→ **Set problem**: Set down the material below word for word, excluding the pictures.

→ **Material shown**:
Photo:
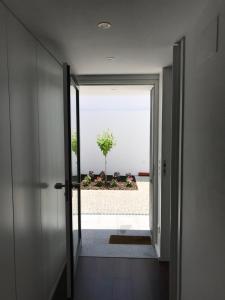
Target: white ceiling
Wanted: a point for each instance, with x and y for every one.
(115, 90)
(140, 39)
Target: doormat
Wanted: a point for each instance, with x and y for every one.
(130, 240)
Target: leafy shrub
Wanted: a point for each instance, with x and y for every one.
(102, 175)
(114, 183)
(129, 181)
(86, 181)
(99, 182)
(105, 142)
(91, 174)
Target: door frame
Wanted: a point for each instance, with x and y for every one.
(177, 168)
(69, 185)
(137, 79)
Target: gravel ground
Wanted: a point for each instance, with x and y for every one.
(113, 202)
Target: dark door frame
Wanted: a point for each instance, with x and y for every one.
(137, 79)
(69, 185)
(177, 168)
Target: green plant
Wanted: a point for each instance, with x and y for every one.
(105, 142)
(86, 181)
(74, 143)
(98, 181)
(114, 183)
(129, 181)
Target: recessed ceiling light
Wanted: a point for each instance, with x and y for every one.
(110, 58)
(104, 25)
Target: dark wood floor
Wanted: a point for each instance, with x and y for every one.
(119, 279)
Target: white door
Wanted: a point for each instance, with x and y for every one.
(166, 162)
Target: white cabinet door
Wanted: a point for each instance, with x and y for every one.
(51, 129)
(7, 277)
(25, 160)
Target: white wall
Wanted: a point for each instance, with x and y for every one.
(32, 225)
(128, 118)
(203, 242)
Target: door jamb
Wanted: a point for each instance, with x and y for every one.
(137, 79)
(177, 168)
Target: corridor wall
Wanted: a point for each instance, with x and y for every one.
(32, 212)
(203, 243)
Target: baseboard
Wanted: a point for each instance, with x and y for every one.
(164, 259)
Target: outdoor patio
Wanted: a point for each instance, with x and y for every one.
(116, 209)
(117, 202)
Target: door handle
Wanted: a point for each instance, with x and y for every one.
(75, 185)
(59, 185)
(164, 167)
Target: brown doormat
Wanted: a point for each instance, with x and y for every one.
(130, 240)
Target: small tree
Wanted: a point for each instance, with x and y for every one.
(105, 142)
(74, 143)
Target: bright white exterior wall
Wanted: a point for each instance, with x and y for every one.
(127, 115)
(203, 242)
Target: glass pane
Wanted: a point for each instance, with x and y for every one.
(74, 166)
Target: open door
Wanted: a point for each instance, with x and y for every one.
(72, 175)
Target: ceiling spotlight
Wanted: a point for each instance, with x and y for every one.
(110, 58)
(104, 25)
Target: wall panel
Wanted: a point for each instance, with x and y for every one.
(50, 99)
(7, 276)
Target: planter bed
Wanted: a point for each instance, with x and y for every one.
(122, 185)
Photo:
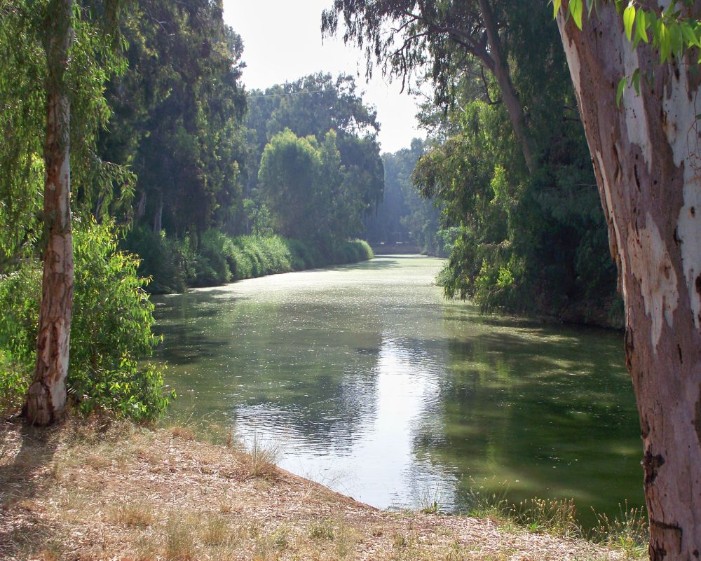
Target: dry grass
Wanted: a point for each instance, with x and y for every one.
(114, 491)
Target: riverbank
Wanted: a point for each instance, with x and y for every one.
(116, 491)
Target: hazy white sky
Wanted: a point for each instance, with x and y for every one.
(282, 42)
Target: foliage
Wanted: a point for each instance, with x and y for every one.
(310, 108)
(308, 191)
(111, 330)
(672, 31)
(177, 114)
(166, 262)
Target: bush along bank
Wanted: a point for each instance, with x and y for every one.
(214, 258)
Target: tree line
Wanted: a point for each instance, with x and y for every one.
(133, 125)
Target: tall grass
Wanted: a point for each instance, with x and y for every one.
(626, 532)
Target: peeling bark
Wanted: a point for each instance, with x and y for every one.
(646, 157)
(46, 398)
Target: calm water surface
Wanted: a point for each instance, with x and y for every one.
(368, 381)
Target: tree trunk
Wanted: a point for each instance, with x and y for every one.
(500, 67)
(647, 161)
(46, 398)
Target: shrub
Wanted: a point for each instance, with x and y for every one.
(112, 331)
(169, 264)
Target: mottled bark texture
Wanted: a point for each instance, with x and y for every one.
(46, 398)
(646, 155)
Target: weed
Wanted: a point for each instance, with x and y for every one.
(260, 459)
(179, 540)
(628, 531)
(549, 516)
(322, 530)
(184, 433)
(138, 515)
(216, 531)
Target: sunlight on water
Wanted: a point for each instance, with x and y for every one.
(368, 381)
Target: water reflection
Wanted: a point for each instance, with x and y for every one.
(370, 382)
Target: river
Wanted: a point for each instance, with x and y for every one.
(366, 379)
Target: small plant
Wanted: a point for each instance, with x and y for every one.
(431, 508)
(551, 516)
(179, 541)
(260, 459)
(216, 531)
(322, 530)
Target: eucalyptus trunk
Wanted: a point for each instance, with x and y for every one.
(46, 398)
(647, 159)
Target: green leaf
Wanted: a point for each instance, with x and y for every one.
(619, 91)
(577, 9)
(641, 25)
(664, 41)
(629, 20)
(635, 80)
(689, 35)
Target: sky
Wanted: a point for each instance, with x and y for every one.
(282, 42)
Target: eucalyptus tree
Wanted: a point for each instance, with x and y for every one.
(61, 55)
(646, 152)
(406, 36)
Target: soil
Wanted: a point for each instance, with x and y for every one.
(107, 490)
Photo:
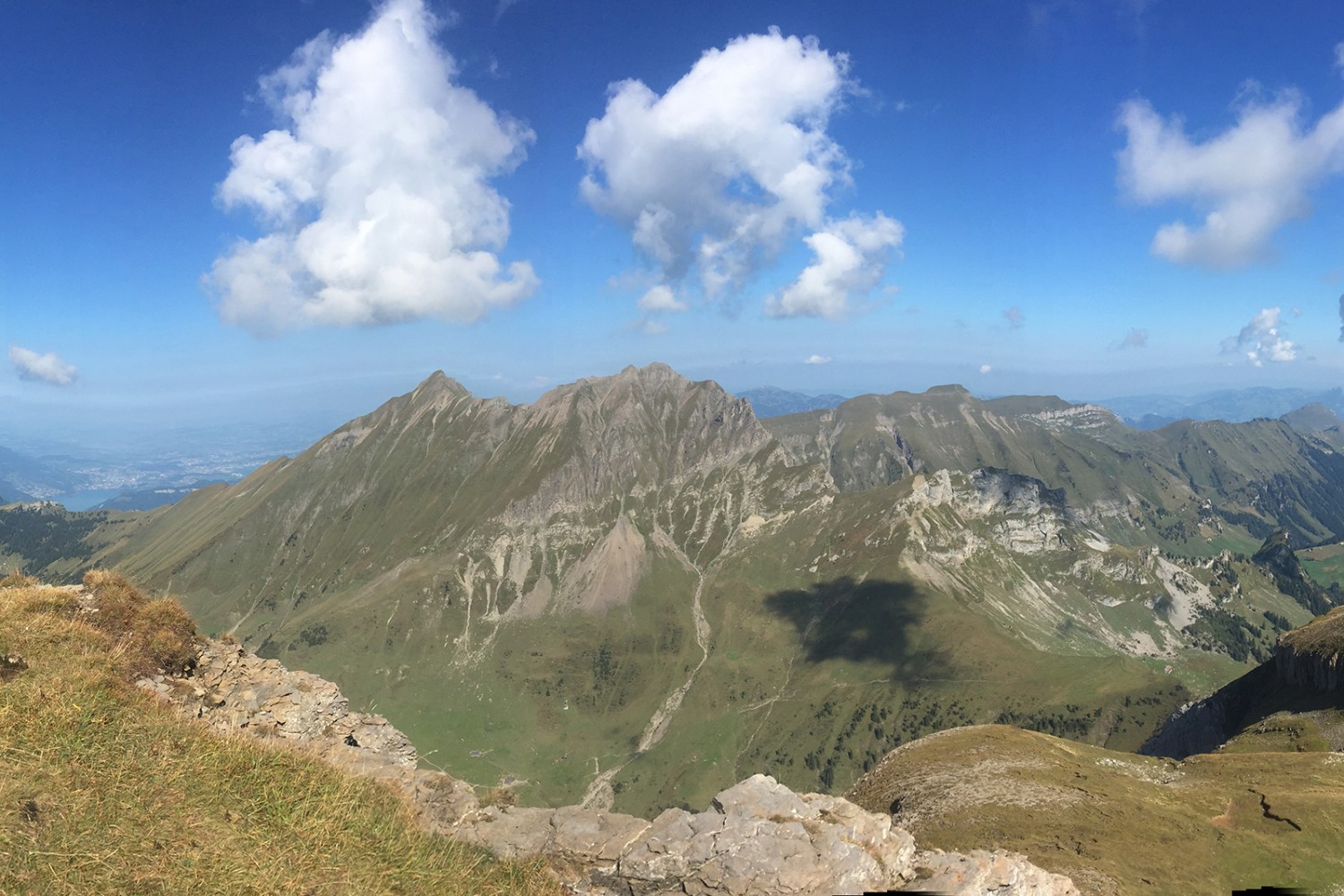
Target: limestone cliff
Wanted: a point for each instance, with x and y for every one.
(755, 839)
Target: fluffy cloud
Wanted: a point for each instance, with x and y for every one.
(1134, 339)
(1263, 340)
(717, 174)
(46, 368)
(1252, 179)
(660, 298)
(375, 195)
(851, 257)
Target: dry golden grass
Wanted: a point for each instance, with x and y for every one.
(1322, 634)
(104, 791)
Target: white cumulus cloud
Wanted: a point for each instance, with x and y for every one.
(375, 191)
(1249, 180)
(851, 255)
(46, 368)
(1263, 340)
(715, 175)
(660, 298)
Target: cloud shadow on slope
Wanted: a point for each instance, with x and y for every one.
(859, 622)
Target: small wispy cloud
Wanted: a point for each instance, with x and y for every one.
(1134, 339)
(42, 368)
(1249, 180)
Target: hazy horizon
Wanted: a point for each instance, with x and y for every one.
(282, 214)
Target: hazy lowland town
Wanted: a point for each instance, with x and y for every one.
(719, 449)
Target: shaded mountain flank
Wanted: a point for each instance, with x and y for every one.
(634, 592)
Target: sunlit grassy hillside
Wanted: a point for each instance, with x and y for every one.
(104, 791)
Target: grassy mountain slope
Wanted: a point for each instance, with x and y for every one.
(1185, 485)
(1117, 823)
(105, 791)
(632, 591)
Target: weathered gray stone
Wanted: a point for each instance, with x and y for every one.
(757, 839)
(986, 874)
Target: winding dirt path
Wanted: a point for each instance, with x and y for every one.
(599, 794)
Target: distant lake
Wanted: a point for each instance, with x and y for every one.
(85, 500)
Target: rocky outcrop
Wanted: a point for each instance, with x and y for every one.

→ **Answer for the task**:
Photo:
Target: white ceiling
Wanted: a point for each instance, with x and y for every one.
(115, 90)
(140, 39)
Target: doormat
Wanted: a point for each instance, with x and y for every one.
(130, 240)
Target: leafy shrub
Wanted: a point for each instance, with x and y for every one.
(102, 175)
(114, 183)
(129, 181)
(86, 181)
(99, 182)
(105, 142)
(91, 174)
Target: door frame
Wanted: a point for each instance, with x and y for every one.
(177, 168)
(69, 185)
(137, 79)
Target: gravel ground
Wanted: a point for each instance, with x and y for every one.
(113, 202)
Target: dark door frame
Wanted: a point for each instance, with x and y for every one.
(137, 79)
(69, 185)
(177, 168)
Target: green plant
Wanted: a point for each instance, with x and y for every one.
(105, 142)
(86, 181)
(74, 143)
(98, 181)
(114, 183)
(129, 181)
Target: recessed ceiling light
Wanted: a point for each instance, with x and y for every one.
(110, 58)
(104, 25)
Target: dark wood floor
Wanted: a point for each instance, with x and y for every one.
(119, 279)
Target: white door
Wanted: a point for each instance, with x and y for every one.
(166, 162)
Target: white cabinet door
Wanted: a point for each instance, with x and y for every one.
(51, 129)
(7, 277)
(25, 160)
Target: white wall
Wanted: a point for each instance, with x and y for every one.
(32, 225)
(128, 118)
(203, 242)
Target: door jamb
Wanted: a point for each instance, with x and y for every one.
(137, 79)
(177, 168)
Target: corridor wall
Wanted: a point for each instance, with x and y for every one.
(32, 212)
(203, 243)
Target: baseboard
Wanted: a point for each instance, with x and y for every one.
(164, 259)
Target: outdoor patio
Wanted: a point for each instance, with x and y for every one.
(116, 209)
(117, 202)
Target: door handle
Wanted: a point for each instance, with x and y for every one.
(75, 185)
(59, 185)
(164, 167)
Target: brown doormat
Wanted: a point for each instance, with x and y for every one.
(130, 240)
Target: small tree
Wanted: a point for each instance, with x and y for every one.
(105, 142)
(74, 143)
Target: bright white exterior wall
Wanted: a point for each instance, with x and y for every one.
(127, 115)
(203, 242)
Target: glass pane
Wanted: a point for each instance, with x and y for every one.
(74, 166)
Target: open door
Wanted: a point for each instance, with x and y for every one.
(72, 175)
Target: ceiling spotlight
Wanted: a point for each instance, with x and y for every one.
(110, 58)
(104, 25)
Target: wall panel
Wanted: a point for each instance, with x and y for every one.
(50, 99)
(7, 276)
Target: planter bed
Wanted: a point for each instance, with x and y for every one.
(122, 185)
Photo:
Target: dry grass
Wanted: a point for each instance, with x and y for every one.
(114, 491)
Target: riverbank
Wanted: a point for each instance, with x and y for every one.
(116, 491)
Target: hazy white sky
Wanted: a point for each instance, with x and y for every one.
(282, 42)
Target: foliage
Wanted: a point for each instance, with x and y for every one.
(310, 108)
(308, 191)
(111, 330)
(672, 31)
(177, 114)
(166, 262)
Target: bush along bank
Wanted: a point for each instance, with x and y for every one.
(214, 258)
Target: tree line
Wanted: a point for each instance, with x and y for every one.
(133, 125)
Target: tall grass
Wanted: a point for each instance, with x and y for every one.
(626, 532)
Target: peeling bark
Wanted: a point for each instance, with x and y for every one.
(646, 157)
(46, 398)
Target: calm water surface
Wanted: a point for each instance, with x and y for every one.
(368, 381)
Target: tree trunk
Wanted: a point for each instance, with x and y for every one.
(500, 67)
(647, 161)
(46, 398)
Target: shrub
Wanted: a point for each instance, with x and y for every one.
(112, 331)
(169, 264)
Target: mottled bark texture
Wanted: a point for each instance, with x and y for every one.
(46, 398)
(646, 155)
Target: weed
Wanted: a point for each instance, with x and y for every one.
(260, 459)
(179, 540)
(628, 531)
(549, 516)
(322, 530)
(184, 433)
(138, 515)
(216, 531)
Target: sunlight on water
Wanted: a point for each instance, with x and y for every one.
(368, 381)
Target: water reflection
Wanted: a point for each instance, with x and y for every one.
(370, 382)
Target: river
Wanted: a point for each instance, with x and y for every one.
(366, 379)
Target: small plant
Wanted: a point for each instance, with x and y for every one.
(431, 508)
(551, 516)
(179, 541)
(260, 459)
(216, 531)
(322, 530)
Target: eucalyptus trunk
Wanted: a point for each instance, with x and y for every one.
(46, 398)
(647, 159)
Target: green leaf
Wanted: a point for each instance, with x and y for every one.
(619, 91)
(577, 9)
(641, 25)
(664, 41)
(629, 20)
(635, 80)
(689, 35)
Target: sky
Wanted: a point for each instance, with x and y for every one.
(282, 42)
Target: eucalyptus tree
Wanted: a point for each instance, with x and y for every one.
(61, 55)
(646, 152)
(406, 36)
Target: soil
Wanted: a point for each instance, with x and y for every one.
(107, 490)
Photo:
Target: limestone cliff
Wanted: a point for each instance, with x and y for every one.
(755, 839)
Target: fluffy cloud
Wanted: a point for each instance, with x and y for every one.
(1134, 339)
(1263, 340)
(717, 174)
(46, 368)
(1252, 179)
(660, 298)
(375, 195)
(851, 257)
Target: dry golden grass
Wanted: a point for each instance, with x and y for every one.
(1322, 634)
(104, 791)
Target: white cumulus cloud
Wanted: a point for each instance, with x and y for every one.
(375, 191)
(1249, 180)
(851, 255)
(46, 368)
(1263, 340)
(715, 175)
(660, 298)
Target: cloud shadow on slope
Wanted: a point for each instance, with x and y for every one.
(859, 622)
Target: small wispy cloud
Wanted: a point for each instance, with x and y for every one.
(1134, 339)
(42, 368)
(1249, 180)
Target: hazy horizon
Wanted: a point for each instance, with x and y for every one.
(282, 214)
Target: hazy lowland town
Wanted: a point for each instance, with x and y for every one.
(719, 449)
Target: shaded mountain flank
Wanted: a point for each instance, with x and y for every one.
(634, 592)
Target: sunlit grassy hillside
Wanted: a point for each instance, with x and y for every one.
(104, 791)
Target: grassy mountain slope
Wanted: a point for each instance, with x and y for every one.
(1185, 485)
(1117, 823)
(105, 791)
(632, 591)
Target: weathered gray stone
Wanted: a point for each instance, with x and y for every one.
(757, 839)
(986, 874)
Target: winding dirt path
Wanted: a point for each instance, with x and y for every one.
(599, 794)
Target: distant lake
Wanted: a point for each instance, with x and y for every one.
(85, 500)
Target: rocky outcrop
Wanted: a point for each instance, with x and y for every one.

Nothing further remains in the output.